## TASK DIRECTIONS
Please gather and copy out every line in the material below that contains the word "straw".

## RECORDS FOR THIS TASK
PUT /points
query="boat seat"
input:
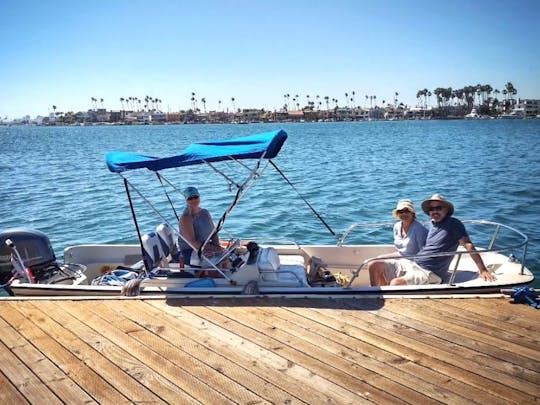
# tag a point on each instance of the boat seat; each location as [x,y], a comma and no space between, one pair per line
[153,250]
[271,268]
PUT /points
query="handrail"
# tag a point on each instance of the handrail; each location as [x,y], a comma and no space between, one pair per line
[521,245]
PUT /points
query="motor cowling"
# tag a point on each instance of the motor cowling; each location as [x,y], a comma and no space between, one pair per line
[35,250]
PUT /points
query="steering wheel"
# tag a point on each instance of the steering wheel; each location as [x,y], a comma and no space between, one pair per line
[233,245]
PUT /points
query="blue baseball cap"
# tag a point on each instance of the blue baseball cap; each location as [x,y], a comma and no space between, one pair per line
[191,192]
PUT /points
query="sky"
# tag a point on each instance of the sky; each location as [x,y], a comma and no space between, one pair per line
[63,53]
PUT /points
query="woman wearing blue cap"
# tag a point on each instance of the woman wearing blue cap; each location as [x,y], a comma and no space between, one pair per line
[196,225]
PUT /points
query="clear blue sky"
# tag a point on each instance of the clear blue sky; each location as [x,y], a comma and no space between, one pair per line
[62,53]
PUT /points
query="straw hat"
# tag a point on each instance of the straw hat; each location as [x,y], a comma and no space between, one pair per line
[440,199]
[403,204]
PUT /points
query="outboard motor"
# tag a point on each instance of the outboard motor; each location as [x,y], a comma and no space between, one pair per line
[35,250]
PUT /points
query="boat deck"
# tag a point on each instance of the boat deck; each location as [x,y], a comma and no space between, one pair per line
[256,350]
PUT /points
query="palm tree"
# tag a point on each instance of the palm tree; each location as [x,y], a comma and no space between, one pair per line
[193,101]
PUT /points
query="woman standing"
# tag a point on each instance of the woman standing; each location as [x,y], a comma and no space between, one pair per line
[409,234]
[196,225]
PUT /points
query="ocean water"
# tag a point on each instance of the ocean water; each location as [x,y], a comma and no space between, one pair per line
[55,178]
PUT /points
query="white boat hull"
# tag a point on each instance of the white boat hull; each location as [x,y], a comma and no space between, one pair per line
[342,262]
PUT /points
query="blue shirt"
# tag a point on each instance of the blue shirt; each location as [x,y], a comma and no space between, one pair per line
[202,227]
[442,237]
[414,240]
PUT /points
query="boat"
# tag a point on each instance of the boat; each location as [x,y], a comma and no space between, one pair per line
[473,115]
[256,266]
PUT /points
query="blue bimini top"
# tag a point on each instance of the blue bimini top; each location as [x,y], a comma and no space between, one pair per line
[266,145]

--

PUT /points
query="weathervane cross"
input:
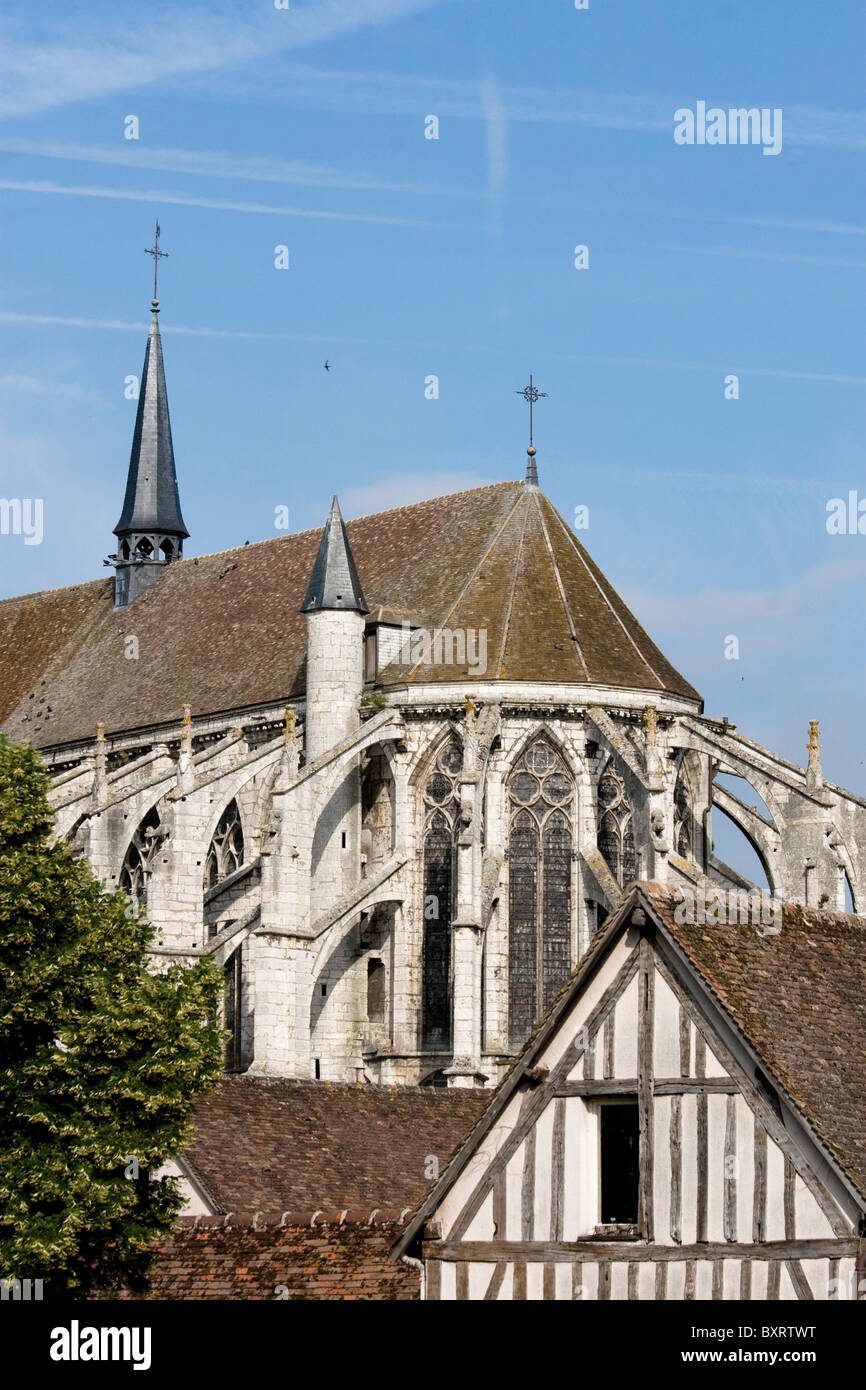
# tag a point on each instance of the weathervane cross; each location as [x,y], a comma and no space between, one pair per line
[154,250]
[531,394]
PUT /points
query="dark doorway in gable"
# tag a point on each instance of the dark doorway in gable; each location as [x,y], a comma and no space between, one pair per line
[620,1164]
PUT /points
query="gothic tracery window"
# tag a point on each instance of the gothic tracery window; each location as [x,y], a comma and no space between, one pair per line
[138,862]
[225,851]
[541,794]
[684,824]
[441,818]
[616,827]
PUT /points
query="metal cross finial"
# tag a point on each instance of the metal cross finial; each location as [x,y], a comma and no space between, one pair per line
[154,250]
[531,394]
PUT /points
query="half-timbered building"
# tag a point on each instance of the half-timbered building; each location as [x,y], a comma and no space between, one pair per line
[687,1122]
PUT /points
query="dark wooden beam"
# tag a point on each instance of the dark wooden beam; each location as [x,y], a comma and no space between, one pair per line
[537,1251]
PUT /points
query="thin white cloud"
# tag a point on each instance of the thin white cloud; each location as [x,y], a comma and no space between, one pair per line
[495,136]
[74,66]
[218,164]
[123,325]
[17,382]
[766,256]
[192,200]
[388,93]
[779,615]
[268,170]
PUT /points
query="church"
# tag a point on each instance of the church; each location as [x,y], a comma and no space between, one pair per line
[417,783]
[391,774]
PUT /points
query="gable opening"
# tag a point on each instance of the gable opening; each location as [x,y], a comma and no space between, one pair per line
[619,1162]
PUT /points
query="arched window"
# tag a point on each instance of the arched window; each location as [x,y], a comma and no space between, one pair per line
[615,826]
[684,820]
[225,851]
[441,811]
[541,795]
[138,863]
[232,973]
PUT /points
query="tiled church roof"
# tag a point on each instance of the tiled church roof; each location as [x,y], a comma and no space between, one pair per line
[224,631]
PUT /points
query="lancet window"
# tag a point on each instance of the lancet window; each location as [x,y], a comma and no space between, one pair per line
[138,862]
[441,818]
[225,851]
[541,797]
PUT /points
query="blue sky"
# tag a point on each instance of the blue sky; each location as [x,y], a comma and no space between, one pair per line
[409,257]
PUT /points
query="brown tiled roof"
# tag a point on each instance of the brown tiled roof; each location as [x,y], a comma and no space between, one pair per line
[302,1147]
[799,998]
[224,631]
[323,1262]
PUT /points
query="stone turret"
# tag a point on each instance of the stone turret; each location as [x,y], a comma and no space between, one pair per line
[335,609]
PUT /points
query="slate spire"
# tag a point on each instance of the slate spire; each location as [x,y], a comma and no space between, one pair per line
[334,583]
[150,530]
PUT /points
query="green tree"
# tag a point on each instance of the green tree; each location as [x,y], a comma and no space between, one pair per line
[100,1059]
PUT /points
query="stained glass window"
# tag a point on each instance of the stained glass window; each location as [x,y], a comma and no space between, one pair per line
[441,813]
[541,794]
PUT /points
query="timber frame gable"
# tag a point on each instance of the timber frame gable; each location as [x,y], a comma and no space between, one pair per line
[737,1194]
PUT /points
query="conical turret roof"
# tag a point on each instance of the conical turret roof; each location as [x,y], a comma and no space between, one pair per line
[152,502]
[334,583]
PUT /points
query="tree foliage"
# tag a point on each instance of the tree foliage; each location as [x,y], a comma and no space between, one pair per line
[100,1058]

* * *

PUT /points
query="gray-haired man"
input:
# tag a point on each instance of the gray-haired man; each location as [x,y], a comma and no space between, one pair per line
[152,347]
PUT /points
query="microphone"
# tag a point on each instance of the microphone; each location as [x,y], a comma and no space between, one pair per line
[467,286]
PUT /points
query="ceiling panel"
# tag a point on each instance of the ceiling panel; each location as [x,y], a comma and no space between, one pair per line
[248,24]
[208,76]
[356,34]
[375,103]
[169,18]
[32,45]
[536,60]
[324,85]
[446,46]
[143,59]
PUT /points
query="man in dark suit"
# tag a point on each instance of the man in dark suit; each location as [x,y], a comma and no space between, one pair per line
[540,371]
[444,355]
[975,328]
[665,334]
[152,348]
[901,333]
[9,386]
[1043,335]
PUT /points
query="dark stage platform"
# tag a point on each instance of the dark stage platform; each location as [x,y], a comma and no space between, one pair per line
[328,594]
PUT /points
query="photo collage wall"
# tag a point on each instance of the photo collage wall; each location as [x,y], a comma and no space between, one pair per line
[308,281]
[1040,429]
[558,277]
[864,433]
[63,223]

## EXERCISE SOLUTION
query="straw hat"
# tag a point on each instance of the straw hat; each location as [x,y], a comma and no space between, one pair per line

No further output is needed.